## [Recorded data]
================
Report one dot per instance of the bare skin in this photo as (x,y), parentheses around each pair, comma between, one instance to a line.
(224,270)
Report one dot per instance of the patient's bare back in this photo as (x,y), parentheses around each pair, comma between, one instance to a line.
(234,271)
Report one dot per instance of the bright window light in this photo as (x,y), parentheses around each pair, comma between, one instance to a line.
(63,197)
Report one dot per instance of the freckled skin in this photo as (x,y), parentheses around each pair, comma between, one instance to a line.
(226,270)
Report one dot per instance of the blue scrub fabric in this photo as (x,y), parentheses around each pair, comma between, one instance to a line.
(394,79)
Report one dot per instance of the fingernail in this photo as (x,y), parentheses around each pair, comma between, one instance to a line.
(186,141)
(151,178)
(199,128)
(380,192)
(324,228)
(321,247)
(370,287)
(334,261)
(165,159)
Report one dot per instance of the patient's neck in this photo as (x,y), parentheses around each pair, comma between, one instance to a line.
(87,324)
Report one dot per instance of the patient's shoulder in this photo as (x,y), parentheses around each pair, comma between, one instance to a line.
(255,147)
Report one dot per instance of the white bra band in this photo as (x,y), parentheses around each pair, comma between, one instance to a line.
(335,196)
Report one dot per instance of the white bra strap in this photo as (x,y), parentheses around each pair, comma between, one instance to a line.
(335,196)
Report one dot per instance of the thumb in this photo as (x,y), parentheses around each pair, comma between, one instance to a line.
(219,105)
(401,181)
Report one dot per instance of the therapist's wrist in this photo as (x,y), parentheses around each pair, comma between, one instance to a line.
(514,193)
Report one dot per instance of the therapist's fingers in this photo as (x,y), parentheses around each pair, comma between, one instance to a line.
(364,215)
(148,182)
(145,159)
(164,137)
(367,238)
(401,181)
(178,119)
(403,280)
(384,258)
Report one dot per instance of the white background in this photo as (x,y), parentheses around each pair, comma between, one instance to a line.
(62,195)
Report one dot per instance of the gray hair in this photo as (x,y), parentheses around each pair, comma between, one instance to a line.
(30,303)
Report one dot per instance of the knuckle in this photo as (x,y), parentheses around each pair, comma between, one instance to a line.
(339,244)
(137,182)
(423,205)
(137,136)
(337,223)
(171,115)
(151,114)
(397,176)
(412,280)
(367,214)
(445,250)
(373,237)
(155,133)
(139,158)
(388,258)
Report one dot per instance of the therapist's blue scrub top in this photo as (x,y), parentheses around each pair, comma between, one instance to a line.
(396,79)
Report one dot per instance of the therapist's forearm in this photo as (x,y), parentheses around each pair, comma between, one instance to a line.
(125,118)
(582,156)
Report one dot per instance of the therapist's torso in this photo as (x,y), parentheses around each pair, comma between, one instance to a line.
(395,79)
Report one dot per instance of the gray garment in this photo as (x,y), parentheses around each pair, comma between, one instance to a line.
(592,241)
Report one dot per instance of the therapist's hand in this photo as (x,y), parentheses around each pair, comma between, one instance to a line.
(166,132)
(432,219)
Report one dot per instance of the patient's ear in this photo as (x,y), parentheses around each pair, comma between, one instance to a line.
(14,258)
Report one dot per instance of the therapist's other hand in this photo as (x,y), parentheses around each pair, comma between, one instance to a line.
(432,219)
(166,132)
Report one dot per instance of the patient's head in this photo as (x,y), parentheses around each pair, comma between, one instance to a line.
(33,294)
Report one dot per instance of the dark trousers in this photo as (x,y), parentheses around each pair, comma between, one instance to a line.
================
## [What needs to be done]
Copy every line above once more, precisely as it reads.

## [Output]
Report one dot per instance of the bare skin in this photo as (x,y), parentheses around each pair, comma between, one instance to a line.
(224,270)
Report one dot per instance of the patient's bare back in this photo as (x,y), parentheses around each pair, comma between, one instance to a line.
(234,271)
Report one dot per instance of the bright window light in this photo as (x,y), parentheses around each pair, comma between, one instance to a line.
(63,197)
Report one dot per instance of the freckled skin in this photo as (x,y), parentheses around each pair, comma between, one instance to a line.
(226,270)
Report one dot per instance of the blue scrub fabric in this photo as (x,y), parentheses around each pair, comma between, one instance to a line.
(394,79)
Report one dot per instance of the fingernail in this photo as (x,y), parentheses around each pair, comma between, one instance to a line.
(186,141)
(151,178)
(199,128)
(380,192)
(324,228)
(321,247)
(370,287)
(334,261)
(165,159)
Report one dot per instance of the patient's neck in this photo as (x,y), parentheses around each pair, comma between, one instance to a line.
(87,324)
Report one dot per instance of the patient's shoulder in this photo as (x,y), parentheses around each pair, comma between, one instance to a line.
(255,147)
Report one dot per instance of the white bra band in this photo as (x,y), parentheses around each pair, comma between, one instance to a line.
(335,196)
Report one dot per instance of the white bra strap in this photo as (x,y), parentheses around each pair, comma between, one instance to a line.
(335,196)
Report one dot per instance of the thumb in this photo as (x,y), parentheses around each pair, comma between, one instance to a line.
(219,105)
(401,181)
Report one dot per instance of the therapist's wrist in this photo as (x,y), parentheses around each pair, comma between, one instance to a line.
(514,193)
Report one dot per instance of the therapist's fingers in this photo as (x,y), parentheses around each pair, comma between, one instance to a line.
(364,215)
(148,182)
(145,159)
(164,137)
(367,238)
(401,181)
(178,119)
(403,280)
(384,258)
Report one dot per instance of the white background in this photo as (x,y), parentheses around each pair, comma between, one instance to a line.
(62,195)
Report one dot per instance of the gray hair in this photo as (x,y), parentheses around each pair, comma between, one instance to a line.
(30,303)
Report one dot per instance of the knuckle in this photo as (x,y), parentheses around each pair, comma between, one instance to a line.
(339,244)
(137,182)
(423,205)
(137,136)
(337,223)
(171,115)
(151,114)
(397,176)
(412,280)
(367,214)
(445,250)
(373,237)
(155,133)
(139,158)
(388,258)
Report one dot per instance of the therapist's blue scrub top in this photo as (x,y), parentheses around each pair, comma between, one instance to a line.
(396,79)
Report one dot per instance of the therapist's forearm in this photo as (x,y), parentheses around each pair, comma between, one instance to a line.
(125,118)
(582,156)
Report one dot per instance of the therapist's torso in this photo as (x,y), parentheses around each pair, comma between, one instance to a line.
(395,79)
Report one dot per instance of the gray garment in this photo as (x,y), parentheses around each pair, comma between, one instance to a line.
(592,241)
Report one dot per instance of the therapist's hand in this photo as (x,y), parentheses around each pair, comma between, one instance to a line.
(166,132)
(432,219)
Report one dot per instance of the patient's ear in this photo as (x,y), parentheses around each pair, comma between, one instance to a line.
(14,258)
Report one dot per instance of the therapist's other hand in this photo as (x,y), parentheses around each pair, comma between, one instance to a line.
(432,219)
(166,132)
Report one dot per instance of the patient's head in this photo as (x,y), parentheses around each pair, comma between, one instance to a line.
(33,294)
Report one dot per instance of the dark trousers in this photo as (x,y), parentheses around each pair, comma between, one instance to a line.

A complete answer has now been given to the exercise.